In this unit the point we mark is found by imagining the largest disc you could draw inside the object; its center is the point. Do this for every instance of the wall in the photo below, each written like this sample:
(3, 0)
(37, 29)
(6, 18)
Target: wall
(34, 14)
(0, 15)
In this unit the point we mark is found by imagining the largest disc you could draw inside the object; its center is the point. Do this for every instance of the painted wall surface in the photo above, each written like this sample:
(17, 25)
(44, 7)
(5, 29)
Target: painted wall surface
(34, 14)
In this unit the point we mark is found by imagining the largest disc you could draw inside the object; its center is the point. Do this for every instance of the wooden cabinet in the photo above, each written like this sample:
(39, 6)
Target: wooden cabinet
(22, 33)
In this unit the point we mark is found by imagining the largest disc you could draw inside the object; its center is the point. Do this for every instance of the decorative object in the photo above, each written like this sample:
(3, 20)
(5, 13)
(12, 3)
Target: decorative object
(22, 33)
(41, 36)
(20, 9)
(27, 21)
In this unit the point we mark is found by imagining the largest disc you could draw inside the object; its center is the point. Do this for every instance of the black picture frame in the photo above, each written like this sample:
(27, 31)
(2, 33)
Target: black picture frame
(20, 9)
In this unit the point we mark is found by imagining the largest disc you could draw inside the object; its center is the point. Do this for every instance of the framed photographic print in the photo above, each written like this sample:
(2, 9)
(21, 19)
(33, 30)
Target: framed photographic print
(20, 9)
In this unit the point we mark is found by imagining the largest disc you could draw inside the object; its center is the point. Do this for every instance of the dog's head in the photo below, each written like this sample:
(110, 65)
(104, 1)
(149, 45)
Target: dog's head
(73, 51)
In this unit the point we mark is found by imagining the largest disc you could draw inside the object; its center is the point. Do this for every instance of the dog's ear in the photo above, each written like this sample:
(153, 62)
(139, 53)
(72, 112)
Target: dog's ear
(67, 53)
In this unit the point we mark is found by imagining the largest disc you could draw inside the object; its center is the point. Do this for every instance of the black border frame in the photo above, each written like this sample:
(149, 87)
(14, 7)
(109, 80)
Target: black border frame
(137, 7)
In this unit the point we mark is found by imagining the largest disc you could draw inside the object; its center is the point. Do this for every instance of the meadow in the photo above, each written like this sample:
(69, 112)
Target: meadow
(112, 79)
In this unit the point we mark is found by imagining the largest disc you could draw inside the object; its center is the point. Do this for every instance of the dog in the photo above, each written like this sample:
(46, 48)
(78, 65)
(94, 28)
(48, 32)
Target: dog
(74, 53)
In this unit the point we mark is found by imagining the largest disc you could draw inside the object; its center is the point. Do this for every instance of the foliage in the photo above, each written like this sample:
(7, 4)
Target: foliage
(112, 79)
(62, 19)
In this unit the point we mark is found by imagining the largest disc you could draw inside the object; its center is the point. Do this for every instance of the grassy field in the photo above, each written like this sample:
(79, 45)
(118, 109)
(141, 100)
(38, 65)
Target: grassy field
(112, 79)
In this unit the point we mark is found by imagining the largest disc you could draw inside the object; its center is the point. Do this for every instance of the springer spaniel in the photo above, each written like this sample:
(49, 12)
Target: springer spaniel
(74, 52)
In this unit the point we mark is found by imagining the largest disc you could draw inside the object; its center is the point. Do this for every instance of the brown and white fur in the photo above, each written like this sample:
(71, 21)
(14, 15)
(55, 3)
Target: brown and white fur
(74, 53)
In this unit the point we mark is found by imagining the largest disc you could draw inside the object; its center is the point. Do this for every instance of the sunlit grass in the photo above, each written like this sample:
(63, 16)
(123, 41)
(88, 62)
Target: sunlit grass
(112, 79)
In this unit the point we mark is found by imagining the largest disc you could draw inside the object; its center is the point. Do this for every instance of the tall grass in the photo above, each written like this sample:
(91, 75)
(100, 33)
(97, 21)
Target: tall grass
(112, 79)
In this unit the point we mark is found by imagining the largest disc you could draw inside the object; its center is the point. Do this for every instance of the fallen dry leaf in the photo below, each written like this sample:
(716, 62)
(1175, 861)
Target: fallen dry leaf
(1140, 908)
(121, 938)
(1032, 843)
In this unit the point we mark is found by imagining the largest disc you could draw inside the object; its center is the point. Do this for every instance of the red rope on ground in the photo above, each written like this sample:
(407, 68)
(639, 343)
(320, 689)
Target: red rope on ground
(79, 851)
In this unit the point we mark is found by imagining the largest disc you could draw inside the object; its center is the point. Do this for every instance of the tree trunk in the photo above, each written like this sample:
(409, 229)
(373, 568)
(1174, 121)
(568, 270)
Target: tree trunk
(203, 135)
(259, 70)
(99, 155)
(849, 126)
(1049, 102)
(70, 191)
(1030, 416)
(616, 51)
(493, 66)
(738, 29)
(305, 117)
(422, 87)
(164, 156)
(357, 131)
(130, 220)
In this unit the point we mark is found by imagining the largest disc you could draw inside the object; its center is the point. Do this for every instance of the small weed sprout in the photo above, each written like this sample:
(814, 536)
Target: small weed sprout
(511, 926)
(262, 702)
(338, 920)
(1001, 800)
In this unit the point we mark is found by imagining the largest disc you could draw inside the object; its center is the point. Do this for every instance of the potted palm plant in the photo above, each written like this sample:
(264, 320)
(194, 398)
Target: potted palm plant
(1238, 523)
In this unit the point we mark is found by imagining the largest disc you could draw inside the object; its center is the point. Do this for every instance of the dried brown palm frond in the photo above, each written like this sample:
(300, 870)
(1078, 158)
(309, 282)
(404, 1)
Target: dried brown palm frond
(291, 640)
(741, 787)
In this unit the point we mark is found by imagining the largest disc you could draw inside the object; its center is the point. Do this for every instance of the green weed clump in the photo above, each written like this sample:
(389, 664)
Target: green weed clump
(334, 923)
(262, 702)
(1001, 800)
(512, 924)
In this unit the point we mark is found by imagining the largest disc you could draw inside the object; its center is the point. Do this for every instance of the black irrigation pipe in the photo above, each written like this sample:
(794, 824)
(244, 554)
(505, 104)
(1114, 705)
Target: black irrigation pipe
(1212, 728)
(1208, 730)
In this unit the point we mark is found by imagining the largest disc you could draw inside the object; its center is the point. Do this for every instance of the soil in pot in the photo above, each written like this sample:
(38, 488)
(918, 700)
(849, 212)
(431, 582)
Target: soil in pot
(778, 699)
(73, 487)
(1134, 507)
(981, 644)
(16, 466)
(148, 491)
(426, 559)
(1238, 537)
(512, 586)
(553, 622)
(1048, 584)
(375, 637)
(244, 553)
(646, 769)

* * * * * * *

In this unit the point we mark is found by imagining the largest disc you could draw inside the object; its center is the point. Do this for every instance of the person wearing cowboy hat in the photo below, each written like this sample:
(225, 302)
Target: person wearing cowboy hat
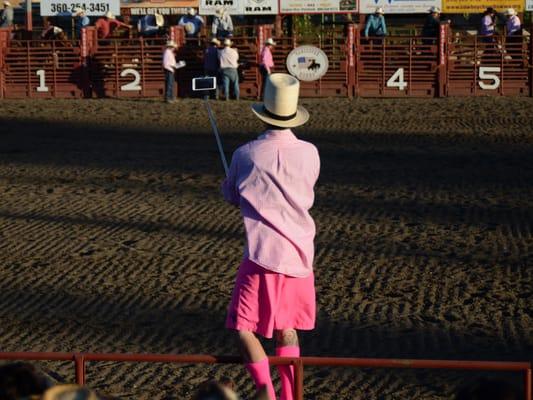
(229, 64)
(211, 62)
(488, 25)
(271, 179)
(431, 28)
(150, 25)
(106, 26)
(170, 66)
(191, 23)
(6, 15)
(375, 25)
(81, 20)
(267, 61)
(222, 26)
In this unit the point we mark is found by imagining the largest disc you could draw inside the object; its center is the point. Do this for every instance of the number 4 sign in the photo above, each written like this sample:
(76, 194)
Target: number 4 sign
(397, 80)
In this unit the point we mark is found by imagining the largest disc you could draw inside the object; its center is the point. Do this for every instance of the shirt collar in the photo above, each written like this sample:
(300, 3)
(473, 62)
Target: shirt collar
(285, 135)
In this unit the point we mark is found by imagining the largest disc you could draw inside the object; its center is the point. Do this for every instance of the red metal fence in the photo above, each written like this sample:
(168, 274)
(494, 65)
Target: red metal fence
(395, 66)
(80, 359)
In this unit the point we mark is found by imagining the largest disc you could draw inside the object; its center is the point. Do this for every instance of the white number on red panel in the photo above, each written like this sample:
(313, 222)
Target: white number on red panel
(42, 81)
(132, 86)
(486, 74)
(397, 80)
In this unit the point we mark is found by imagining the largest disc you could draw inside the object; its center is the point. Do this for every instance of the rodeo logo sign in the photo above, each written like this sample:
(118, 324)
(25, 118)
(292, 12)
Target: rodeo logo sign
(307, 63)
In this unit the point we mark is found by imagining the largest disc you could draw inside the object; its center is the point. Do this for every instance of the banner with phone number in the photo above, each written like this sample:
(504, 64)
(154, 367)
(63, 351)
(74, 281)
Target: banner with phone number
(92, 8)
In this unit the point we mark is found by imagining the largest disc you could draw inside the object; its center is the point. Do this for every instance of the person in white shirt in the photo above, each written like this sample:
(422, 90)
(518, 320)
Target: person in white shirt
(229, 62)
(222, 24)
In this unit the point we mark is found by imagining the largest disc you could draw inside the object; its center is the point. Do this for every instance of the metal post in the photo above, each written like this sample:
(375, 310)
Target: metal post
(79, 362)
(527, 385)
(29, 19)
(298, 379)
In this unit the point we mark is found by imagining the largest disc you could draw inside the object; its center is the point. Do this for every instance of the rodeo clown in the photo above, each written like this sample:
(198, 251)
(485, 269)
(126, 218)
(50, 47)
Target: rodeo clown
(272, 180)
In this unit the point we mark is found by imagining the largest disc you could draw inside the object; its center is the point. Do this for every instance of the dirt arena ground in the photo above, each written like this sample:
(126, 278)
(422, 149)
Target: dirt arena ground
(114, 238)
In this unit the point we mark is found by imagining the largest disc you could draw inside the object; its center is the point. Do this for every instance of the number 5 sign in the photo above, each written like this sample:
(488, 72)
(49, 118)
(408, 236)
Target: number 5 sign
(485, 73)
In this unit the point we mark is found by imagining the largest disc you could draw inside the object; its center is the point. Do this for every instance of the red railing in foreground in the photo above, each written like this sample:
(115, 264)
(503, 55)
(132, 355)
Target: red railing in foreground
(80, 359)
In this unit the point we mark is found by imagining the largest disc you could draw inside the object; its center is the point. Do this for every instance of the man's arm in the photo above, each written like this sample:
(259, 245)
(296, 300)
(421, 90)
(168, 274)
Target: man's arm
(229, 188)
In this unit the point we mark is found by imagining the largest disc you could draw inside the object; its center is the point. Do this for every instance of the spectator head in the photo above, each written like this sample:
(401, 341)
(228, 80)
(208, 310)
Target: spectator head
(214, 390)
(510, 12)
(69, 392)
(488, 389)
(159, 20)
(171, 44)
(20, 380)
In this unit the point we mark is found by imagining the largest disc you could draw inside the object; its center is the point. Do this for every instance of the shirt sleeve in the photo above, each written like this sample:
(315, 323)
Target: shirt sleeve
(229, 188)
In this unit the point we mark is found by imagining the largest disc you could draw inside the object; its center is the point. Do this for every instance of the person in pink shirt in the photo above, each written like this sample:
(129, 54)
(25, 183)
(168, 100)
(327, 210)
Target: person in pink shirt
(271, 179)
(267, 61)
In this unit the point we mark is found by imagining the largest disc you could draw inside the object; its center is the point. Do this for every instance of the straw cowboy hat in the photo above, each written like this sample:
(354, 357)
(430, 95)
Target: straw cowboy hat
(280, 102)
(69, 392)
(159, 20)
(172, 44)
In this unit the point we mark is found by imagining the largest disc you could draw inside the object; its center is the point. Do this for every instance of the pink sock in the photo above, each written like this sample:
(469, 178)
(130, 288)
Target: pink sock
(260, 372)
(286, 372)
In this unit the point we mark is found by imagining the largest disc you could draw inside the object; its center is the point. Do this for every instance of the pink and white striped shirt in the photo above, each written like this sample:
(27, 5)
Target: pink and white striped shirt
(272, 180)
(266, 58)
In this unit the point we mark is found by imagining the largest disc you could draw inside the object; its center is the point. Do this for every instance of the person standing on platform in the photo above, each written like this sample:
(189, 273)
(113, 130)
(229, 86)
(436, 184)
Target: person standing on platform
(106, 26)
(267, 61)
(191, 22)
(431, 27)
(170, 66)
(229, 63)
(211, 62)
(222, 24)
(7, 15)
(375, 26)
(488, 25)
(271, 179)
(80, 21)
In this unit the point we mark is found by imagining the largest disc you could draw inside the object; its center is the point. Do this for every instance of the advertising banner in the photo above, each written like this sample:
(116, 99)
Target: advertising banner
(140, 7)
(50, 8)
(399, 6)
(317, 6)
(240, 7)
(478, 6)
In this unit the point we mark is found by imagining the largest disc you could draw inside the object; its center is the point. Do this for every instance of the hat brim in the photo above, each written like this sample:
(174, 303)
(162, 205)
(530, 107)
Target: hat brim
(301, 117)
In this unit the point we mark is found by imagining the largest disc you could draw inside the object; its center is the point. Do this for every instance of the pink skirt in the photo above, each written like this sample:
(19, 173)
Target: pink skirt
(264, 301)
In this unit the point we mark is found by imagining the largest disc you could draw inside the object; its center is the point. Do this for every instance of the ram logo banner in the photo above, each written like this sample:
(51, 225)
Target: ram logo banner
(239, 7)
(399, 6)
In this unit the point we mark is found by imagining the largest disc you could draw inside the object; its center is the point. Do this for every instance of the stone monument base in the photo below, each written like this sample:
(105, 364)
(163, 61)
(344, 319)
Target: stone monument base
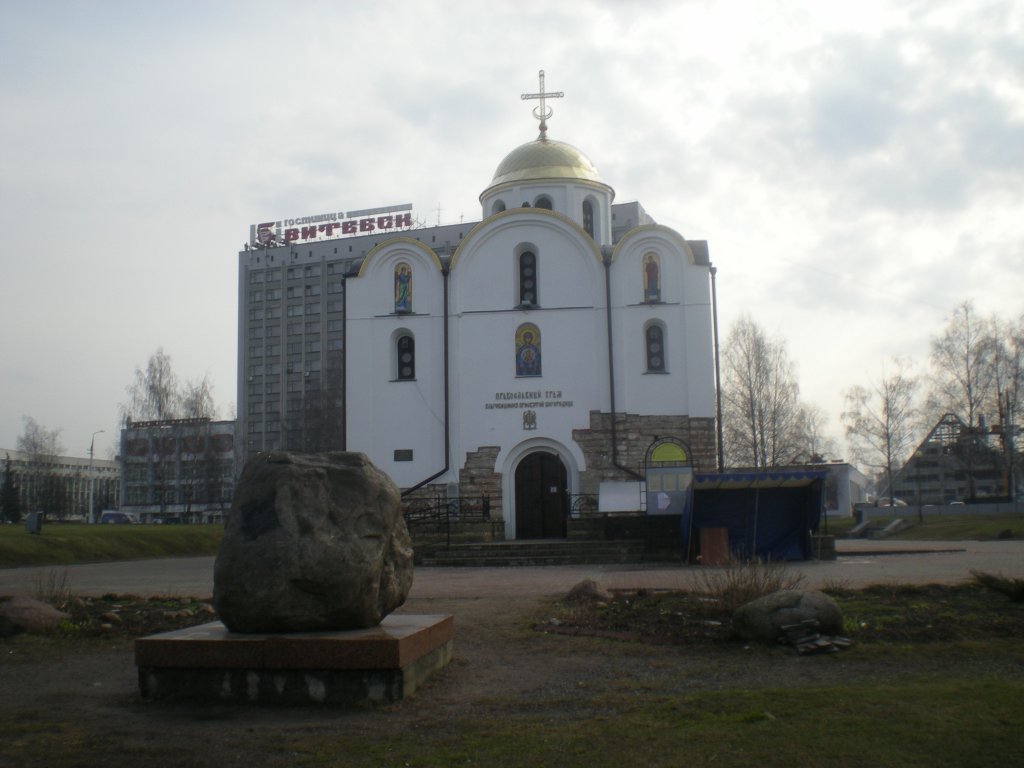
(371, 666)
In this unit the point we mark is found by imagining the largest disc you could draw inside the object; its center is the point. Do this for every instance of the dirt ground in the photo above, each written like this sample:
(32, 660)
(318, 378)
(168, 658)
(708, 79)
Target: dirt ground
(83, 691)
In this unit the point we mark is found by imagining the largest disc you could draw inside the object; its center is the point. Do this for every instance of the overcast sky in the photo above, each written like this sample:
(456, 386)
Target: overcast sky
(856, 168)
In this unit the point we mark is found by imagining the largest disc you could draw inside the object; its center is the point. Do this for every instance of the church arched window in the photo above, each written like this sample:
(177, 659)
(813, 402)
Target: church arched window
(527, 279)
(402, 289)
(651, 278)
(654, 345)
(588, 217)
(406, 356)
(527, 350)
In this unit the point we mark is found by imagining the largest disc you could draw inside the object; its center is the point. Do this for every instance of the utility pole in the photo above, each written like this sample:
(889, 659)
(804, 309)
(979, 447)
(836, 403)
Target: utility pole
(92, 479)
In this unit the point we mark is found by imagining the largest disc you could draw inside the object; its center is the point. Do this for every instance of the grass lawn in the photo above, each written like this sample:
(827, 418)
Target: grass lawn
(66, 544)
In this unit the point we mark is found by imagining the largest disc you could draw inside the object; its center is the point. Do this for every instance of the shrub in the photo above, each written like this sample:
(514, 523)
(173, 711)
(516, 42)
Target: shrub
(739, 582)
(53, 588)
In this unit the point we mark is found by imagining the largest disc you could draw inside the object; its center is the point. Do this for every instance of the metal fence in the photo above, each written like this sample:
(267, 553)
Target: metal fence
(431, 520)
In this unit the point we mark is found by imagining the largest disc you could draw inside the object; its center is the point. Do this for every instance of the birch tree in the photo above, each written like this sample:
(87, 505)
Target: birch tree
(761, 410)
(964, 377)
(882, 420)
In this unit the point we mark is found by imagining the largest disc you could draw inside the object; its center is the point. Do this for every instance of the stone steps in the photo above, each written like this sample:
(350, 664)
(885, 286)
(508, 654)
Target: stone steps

* * * * * * *

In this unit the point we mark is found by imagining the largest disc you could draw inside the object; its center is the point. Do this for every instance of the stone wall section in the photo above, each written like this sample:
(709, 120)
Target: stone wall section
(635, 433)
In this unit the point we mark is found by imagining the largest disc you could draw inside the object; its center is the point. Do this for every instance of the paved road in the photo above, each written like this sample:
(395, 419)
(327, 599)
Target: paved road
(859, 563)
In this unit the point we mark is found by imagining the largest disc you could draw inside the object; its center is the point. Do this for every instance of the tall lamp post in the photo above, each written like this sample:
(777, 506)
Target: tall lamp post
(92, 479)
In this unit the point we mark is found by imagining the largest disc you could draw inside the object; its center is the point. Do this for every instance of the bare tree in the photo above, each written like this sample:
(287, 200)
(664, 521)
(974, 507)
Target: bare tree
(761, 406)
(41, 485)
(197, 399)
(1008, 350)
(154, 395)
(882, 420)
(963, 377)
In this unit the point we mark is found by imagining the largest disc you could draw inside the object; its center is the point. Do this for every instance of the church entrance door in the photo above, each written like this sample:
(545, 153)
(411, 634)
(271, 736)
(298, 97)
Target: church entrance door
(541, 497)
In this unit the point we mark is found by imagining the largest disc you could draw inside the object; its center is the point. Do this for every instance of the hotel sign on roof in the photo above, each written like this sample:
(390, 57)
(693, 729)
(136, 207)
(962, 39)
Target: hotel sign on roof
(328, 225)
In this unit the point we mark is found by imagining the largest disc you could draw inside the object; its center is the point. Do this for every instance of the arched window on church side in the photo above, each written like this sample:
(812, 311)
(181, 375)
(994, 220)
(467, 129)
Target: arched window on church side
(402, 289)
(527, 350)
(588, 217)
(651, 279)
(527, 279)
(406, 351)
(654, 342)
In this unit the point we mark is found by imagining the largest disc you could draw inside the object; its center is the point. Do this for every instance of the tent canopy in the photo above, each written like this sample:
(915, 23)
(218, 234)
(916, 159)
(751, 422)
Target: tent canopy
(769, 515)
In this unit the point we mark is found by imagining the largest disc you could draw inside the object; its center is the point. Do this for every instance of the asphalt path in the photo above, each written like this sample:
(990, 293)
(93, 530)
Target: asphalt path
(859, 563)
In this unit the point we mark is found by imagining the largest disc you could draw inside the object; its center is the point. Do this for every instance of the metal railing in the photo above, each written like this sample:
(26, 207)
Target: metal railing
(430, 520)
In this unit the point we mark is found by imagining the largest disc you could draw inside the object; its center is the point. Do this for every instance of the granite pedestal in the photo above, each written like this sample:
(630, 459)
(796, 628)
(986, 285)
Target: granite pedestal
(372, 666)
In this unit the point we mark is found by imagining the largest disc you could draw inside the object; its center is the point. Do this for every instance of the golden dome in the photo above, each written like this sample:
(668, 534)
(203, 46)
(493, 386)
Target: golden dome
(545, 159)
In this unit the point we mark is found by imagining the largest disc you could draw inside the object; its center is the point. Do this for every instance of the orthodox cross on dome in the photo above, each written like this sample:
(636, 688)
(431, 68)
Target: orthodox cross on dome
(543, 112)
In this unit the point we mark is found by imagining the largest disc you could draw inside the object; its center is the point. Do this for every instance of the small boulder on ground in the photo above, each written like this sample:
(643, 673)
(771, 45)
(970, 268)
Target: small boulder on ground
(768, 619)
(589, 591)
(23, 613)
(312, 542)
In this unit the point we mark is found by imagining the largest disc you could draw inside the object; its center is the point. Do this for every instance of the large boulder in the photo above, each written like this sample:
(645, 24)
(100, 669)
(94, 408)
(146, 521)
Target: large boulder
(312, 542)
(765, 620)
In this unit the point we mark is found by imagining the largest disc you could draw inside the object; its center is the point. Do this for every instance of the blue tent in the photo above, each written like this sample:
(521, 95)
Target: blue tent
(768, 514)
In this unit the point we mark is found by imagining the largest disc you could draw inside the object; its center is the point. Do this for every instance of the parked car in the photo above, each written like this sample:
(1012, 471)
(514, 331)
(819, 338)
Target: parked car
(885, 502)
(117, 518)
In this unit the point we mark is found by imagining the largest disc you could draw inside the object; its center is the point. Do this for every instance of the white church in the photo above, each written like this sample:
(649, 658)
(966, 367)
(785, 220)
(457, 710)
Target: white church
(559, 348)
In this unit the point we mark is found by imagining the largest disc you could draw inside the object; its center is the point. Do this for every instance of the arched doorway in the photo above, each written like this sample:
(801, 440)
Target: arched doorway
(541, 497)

* * * * * * *

=== DO THIS ===
Extract every line of the records above that contains the string "birch", matching case exactly, and copy each line in full.

=== ANSWER TO THE TASK ===
In this unit the point we mark is found by imagining the largest disc you could draw inside the object; its center is the point. Do this for every instance of the birch tree in the photo above, each written like this sample:
Target: birch tree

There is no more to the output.